Tentative de meurtre Salman Rushdie: La lecture de Gilles Kepel
Le 14 février 1989, à la veille du retrait de l’armée rouge d’Afghanistan, l’ayatollah Khomeini, Guide Suprême de la République Islamique d’Iran, émit la fatwa condamnant à mort Salman Rushdie, au motif que son roman Les Versets Sataniques aurait blasphémé le Prophète. La date choisie par le dirigeant chiite avait pour objet d’obnubiler aux yeux du monde musulman la victoire attendue de ses rivaux sunnites, soutenus par la CIA et financés par l’Arabie Saoudite et les pétromonarchies, qui allaient bouter hors de la terre d’islam afghane les forces de l’athéisme communiste qui l’avaient envahie une décennie plus tôt. Dans l’immédiat, le scandale mondial déclenché par la fatwa – un ayatollah iranien condamnant à mort un citoyen britannique sur le sol même du Royaume-Uni, du jamais-vu à l’époque – eut l’effet escompté : Khomeini avait tiré le tapis sous les pieds de l’islamisme sunnite qui escomptait se prévaloir de la défaite soviétique pour apparaître comme le héraut et le héros des musulmans « humiliés et offensés » à travers la planète. Pas grand monde ne remarqua sur l’instant la défaite soviétique, qui aurait des conséquences géopolitiques décisives – entraînant le 9 novembre suivant la chute du mur de Berlin et la mort du communisme.

################

Recopiez mot pour mot l'intégralité du texte ci-dessus sur la fatwa contre Salman Rushdie.

Enregistrements contenus dans un jeu de données:
################

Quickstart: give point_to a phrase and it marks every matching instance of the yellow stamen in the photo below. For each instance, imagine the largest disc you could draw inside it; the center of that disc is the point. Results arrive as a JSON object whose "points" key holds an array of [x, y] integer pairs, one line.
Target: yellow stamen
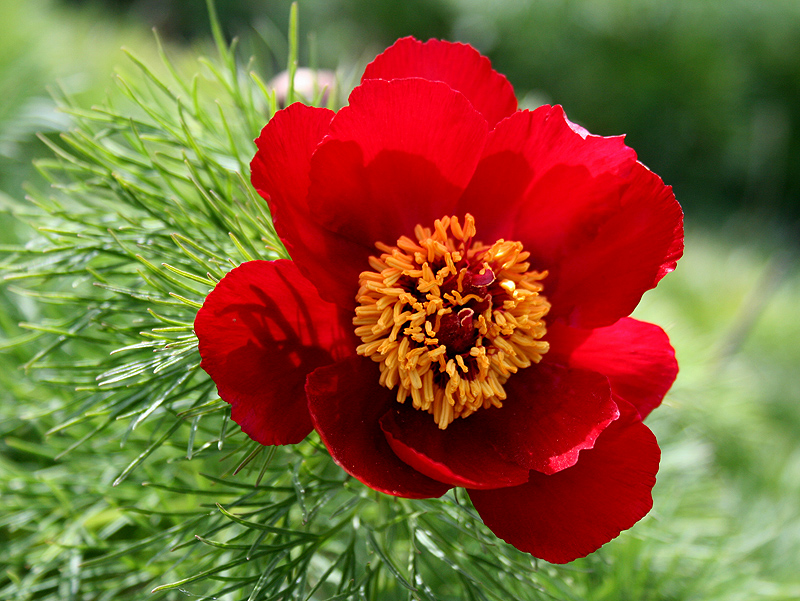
{"points": [[450, 319]]}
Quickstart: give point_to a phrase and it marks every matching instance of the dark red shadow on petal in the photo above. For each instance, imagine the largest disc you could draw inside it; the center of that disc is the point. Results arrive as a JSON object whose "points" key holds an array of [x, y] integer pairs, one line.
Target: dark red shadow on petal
{"points": [[550, 415], [570, 514], [380, 201], [458, 65], [399, 155], [261, 331], [513, 194], [603, 279], [461, 455], [346, 404], [636, 356], [280, 173]]}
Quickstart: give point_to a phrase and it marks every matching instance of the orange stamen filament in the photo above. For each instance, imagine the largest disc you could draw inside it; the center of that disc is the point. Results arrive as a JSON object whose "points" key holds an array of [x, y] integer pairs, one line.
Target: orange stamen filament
{"points": [[445, 332]]}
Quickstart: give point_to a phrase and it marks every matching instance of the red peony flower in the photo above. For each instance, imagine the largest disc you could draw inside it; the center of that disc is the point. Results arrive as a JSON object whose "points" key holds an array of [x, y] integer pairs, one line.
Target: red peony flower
{"points": [[455, 312]]}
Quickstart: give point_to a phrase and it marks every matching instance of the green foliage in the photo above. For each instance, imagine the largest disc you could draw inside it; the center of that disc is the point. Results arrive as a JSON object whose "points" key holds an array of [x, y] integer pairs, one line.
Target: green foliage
{"points": [[121, 472]]}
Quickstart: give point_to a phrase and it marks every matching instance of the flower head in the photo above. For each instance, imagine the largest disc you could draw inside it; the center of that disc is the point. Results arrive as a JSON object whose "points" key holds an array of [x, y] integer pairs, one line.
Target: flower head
{"points": [[455, 312]]}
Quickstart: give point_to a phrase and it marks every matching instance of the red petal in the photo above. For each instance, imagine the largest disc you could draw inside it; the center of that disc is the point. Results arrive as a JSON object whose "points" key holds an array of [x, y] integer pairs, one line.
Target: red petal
{"points": [[458, 65], [399, 155], [461, 455], [568, 515], [636, 357], [604, 278], [550, 415], [346, 404], [262, 330], [519, 153], [280, 173]]}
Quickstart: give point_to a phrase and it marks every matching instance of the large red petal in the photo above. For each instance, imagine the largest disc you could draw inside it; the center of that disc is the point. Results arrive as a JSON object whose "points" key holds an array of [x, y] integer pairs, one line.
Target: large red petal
{"points": [[458, 65], [521, 151], [570, 514], [346, 404], [399, 155], [461, 455], [636, 357], [550, 415], [262, 330], [603, 278], [280, 173]]}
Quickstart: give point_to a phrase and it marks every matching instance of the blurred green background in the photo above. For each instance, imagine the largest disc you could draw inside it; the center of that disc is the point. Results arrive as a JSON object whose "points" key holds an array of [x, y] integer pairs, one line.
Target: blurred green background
{"points": [[708, 92]]}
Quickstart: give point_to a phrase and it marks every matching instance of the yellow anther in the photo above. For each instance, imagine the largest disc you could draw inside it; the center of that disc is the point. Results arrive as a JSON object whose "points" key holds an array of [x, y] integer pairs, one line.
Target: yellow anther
{"points": [[410, 318]]}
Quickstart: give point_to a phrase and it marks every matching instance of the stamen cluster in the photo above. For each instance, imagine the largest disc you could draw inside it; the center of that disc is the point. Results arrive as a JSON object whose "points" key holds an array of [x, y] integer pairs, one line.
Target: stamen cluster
{"points": [[450, 319]]}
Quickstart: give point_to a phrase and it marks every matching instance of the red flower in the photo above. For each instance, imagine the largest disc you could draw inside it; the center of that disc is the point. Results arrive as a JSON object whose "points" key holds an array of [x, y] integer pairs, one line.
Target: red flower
{"points": [[478, 264]]}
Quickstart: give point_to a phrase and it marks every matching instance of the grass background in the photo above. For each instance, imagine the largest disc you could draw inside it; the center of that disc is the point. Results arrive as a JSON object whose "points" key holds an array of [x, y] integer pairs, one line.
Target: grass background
{"points": [[708, 92]]}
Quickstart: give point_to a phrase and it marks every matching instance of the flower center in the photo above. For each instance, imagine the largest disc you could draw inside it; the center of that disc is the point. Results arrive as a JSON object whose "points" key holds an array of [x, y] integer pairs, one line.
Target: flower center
{"points": [[450, 319]]}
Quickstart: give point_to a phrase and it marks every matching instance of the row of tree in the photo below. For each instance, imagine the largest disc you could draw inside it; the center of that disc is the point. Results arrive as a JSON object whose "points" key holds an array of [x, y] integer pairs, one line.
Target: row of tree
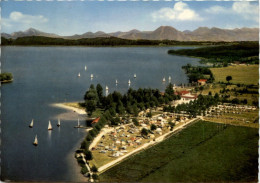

################

Tâche accomplie
Tentative de meurtre Salman Rushdie: La lecture de Gilles Kepel
Le 14 février 1989, à la veille du retrait de l’armée rouge d’Afghanistan, l’ayatollah Khomeini, Guide Suprême de la République Islamique d’Iran, émit la fatwa condamnant à mort Salman Rushdie, au motif que son roman Les Versets Sataniques aurait blasphémé le Prophète. La date choisie par le dirigeant chiite avait pour objet d’obnubiler aux yeux du monde musulman la victoire attendue de ses rivaux sunnites, soutenus par la CIA et financés par l’Arabie Saoudite et les pétromonarchies, qui allaient bouter hors de la terre d’islam afghane les forces de l’athéisme communiste qui l’avaient envahie une décennie plus tôt. Dans l’immédiat, le scandale mondial déclenché par la fatwa – un ayatollah iranien condamnant à mort un citoyen britannique sur le sol même du Royaume-Uni, du jamais-vu à l’époque – eut l’effet escompté : Khomeini avait tiré le tapis sous les pieds de l’islamisme sunnite qui escomptait se prévaloir de la défaite soviétique pour apparaître comme le héraut et le héros des musulmans « humiliés et offensés » à travers la planète. Pas grand monde ne remarqua sur l’instant la défaite soviétique, qui aurait des conséquences géopolitiques décisives – entraînant le 9 novembre suivant la chute du mur de Berlin et la mort du communisme.